* **EXERCISE BRIEF**
Return the data below in full, exactly as it stands.

::: INFORMATION PROVIDED :::

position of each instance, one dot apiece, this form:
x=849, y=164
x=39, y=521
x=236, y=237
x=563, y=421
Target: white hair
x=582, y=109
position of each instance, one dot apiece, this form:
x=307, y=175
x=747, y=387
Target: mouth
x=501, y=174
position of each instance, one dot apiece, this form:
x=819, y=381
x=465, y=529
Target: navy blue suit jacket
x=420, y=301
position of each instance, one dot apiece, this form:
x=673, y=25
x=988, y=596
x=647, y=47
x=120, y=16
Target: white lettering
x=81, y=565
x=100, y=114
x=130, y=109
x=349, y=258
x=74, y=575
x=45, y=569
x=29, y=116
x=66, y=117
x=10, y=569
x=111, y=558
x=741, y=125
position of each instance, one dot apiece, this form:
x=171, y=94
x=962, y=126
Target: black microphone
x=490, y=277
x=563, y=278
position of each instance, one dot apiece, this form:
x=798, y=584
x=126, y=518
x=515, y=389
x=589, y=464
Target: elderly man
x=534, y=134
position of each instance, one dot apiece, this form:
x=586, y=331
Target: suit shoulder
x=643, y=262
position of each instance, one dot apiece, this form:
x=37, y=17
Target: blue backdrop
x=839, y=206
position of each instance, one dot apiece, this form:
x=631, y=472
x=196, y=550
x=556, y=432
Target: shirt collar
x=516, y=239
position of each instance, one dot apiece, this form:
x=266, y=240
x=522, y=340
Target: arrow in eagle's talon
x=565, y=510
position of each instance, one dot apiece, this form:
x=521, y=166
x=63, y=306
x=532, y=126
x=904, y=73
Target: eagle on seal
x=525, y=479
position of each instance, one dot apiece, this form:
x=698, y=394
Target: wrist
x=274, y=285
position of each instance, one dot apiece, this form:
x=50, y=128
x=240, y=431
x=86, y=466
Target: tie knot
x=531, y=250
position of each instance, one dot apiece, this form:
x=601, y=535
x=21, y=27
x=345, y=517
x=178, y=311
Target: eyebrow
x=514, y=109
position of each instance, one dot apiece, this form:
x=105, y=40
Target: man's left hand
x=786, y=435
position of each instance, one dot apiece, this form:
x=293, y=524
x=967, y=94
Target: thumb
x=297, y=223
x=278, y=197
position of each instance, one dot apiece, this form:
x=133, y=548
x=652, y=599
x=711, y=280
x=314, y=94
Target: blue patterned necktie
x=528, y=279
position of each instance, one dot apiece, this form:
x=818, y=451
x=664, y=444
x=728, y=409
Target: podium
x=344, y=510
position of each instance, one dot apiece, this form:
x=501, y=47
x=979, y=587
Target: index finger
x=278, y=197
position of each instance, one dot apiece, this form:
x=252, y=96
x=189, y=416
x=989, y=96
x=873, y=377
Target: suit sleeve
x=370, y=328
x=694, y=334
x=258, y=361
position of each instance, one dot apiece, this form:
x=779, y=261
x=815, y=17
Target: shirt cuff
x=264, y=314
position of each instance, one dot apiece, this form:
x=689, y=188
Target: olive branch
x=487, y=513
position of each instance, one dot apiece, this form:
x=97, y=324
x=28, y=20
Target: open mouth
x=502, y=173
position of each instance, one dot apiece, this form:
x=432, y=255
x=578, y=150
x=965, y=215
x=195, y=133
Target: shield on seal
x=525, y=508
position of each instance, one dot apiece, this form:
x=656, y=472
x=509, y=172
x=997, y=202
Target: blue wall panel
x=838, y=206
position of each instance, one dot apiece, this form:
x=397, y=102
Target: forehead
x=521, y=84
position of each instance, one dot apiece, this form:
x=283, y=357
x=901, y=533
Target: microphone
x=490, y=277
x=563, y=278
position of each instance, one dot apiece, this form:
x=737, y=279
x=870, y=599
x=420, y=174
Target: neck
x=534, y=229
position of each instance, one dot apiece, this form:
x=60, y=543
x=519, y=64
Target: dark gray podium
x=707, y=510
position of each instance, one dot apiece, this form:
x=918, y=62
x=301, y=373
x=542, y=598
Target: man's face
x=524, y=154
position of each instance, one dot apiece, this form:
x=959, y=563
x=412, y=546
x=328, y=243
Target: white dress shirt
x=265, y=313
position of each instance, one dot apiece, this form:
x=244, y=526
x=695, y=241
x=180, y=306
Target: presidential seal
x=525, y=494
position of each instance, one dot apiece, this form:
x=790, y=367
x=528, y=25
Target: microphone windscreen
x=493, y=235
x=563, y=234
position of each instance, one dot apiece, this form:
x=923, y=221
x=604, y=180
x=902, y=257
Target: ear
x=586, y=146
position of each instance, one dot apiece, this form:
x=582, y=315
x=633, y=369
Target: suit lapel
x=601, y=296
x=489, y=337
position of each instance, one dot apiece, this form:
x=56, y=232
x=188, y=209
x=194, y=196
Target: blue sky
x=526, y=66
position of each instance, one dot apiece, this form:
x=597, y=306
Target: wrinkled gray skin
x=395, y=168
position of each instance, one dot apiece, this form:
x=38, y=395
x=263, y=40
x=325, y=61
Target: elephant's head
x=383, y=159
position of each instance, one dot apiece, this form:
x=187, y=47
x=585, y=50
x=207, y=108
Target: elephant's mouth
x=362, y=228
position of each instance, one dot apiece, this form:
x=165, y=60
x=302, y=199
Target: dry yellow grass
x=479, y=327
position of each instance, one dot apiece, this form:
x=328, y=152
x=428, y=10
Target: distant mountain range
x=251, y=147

:::

* **OUTPUT FOR THIS TASK**
position of each instance, one dot apiece, this form:
x=849, y=164
x=39, y=521
x=236, y=237
x=563, y=421
Target: white hair
x=582, y=109
position of each instance, one dot apiece, this form:
x=307, y=175
x=747, y=387
Target: mouth
x=501, y=174
position of each instance, one dot apiece, this form:
x=819, y=381
x=465, y=529
Target: navy blue suit jacket
x=420, y=301
position of each instance, one dot apiece, this form:
x=673, y=25
x=988, y=596
x=647, y=47
x=120, y=16
Target: white lettering
x=81, y=565
x=100, y=114
x=130, y=109
x=349, y=258
x=74, y=575
x=45, y=569
x=29, y=116
x=66, y=117
x=10, y=569
x=111, y=558
x=741, y=125
position of each instance, one dot apiece, this form:
x=171, y=94
x=962, y=126
Target: black microphone
x=490, y=277
x=563, y=278
position of each instance, one dot apiece, this form:
x=798, y=584
x=126, y=518
x=515, y=389
x=589, y=464
Target: elderly man
x=534, y=134
position of each instance, one dot apiece, this form:
x=586, y=331
Target: suit shoulder
x=643, y=262
position of each instance, one dot apiece, this form:
x=37, y=17
Target: blue backdrop
x=839, y=206
position of each instance, one dot apiece, this form:
x=631, y=472
x=196, y=550
x=556, y=432
Target: shirt collar
x=516, y=239
position of each instance, one dot apiece, this form:
x=266, y=240
x=522, y=340
Target: arrow in eagle's talon
x=565, y=510
position of each instance, one dot apiece, this form:
x=521, y=166
x=63, y=306
x=532, y=126
x=904, y=73
Target: eagle on seal
x=525, y=479
position of each instance, one dot apiece, this form:
x=698, y=394
Target: wrist
x=274, y=285
position of each instance, one dot apiece, this form:
x=50, y=128
x=240, y=431
x=86, y=466
Target: tie knot
x=531, y=250
position of each instance, one dot apiece, this form:
x=601, y=535
x=21, y=27
x=345, y=517
x=178, y=311
Target: eyebrow
x=514, y=109
position of each instance, one dot apiece, this form:
x=105, y=40
Target: man's left hand
x=786, y=435
position of each instance, one dot apiece, this form:
x=293, y=524
x=967, y=94
Target: thumb
x=297, y=223
x=278, y=197
position of each instance, one dot apiece, this form:
x=133, y=548
x=652, y=599
x=711, y=280
x=314, y=94
Target: blue patterned necktie
x=528, y=279
position of each instance, one dot apiece, this form:
x=818, y=451
x=664, y=444
x=728, y=409
Target: podium
x=344, y=510
position of each instance, one dot apiece, this form:
x=501, y=47
x=979, y=587
Target: index finger
x=278, y=197
position of each instance, one dot apiece, this form:
x=252, y=96
x=189, y=416
x=989, y=96
x=873, y=377
Target: suit sleeve
x=370, y=328
x=694, y=334
x=258, y=361
position of each instance, one dot apiece, this form:
x=779, y=261
x=815, y=17
Target: shirt cuff
x=264, y=314
position of each instance, one dot apiece, this form:
x=689, y=188
Target: olive branch
x=487, y=513
position of each instance, one dot apiece, this form:
x=97, y=324
x=28, y=20
Target: open mouth
x=502, y=173
position of each instance, one dot apiece, this form:
x=432, y=255
x=578, y=150
x=965, y=215
x=195, y=133
Target: shield on seal
x=525, y=508
position of each instance, one dot apiece, this form:
x=656, y=472
x=509, y=172
x=997, y=202
Target: blue wall panel
x=838, y=206
position of each instance, one dot apiece, this form:
x=397, y=102
Target: forehead
x=521, y=84
position of each instance, one dot apiece, this form:
x=283, y=357
x=901, y=533
Target: microphone
x=490, y=277
x=563, y=278
position of each instance, one dot apiece, this form:
x=737, y=279
x=870, y=599
x=420, y=174
Target: neck
x=534, y=229
position of each instance, one dot apiece, this form:
x=60, y=543
x=519, y=64
Target: dark gray podium
x=707, y=510
position of each instance, one dot apiece, this form:
x=918, y=62
x=301, y=373
x=542, y=598
Target: man's face
x=524, y=154
position of each instance, one dot apiece, this form:
x=959, y=563
x=412, y=546
x=328, y=243
Target: white dress shirt
x=265, y=313
position of each instance, one dot apiece, this form:
x=244, y=526
x=695, y=241
x=180, y=306
Target: presidential seal
x=525, y=494
position of each instance, one dot apiece, this form:
x=790, y=367
x=528, y=25
Target: microphone windscreen
x=493, y=235
x=563, y=234
position of each instance, one dot apiece, this form:
x=923, y=221
x=604, y=180
x=902, y=257
Target: ear
x=586, y=146
position of each instance, one dot apiece, this form:
x=582, y=315
x=633, y=369
Target: suit lapel
x=601, y=296
x=489, y=337
position of each instance, one dot apiece, this form:
x=56, y=232
x=188, y=209
x=194, y=196
Target: blue sky
x=526, y=66
position of each instance, one dot apiece, this form:
x=597, y=306
Target: wrinkled gray skin
x=395, y=168
position of each instance, one dot apiece, this form:
x=38, y=395
x=263, y=40
x=325, y=61
Target: elephant's head
x=383, y=159
position of each instance, one dot apiece, this form:
x=187, y=47
x=585, y=50
x=207, y=108
Target: elephant's mouth
x=362, y=228
position of each instance, one dot apiece, this form:
x=165, y=60
x=302, y=199
Target: dry yellow grass
x=479, y=327
position of each instance, one dot apiece, this form:
x=328, y=152
x=428, y=10
Target: distant mountain range
x=251, y=147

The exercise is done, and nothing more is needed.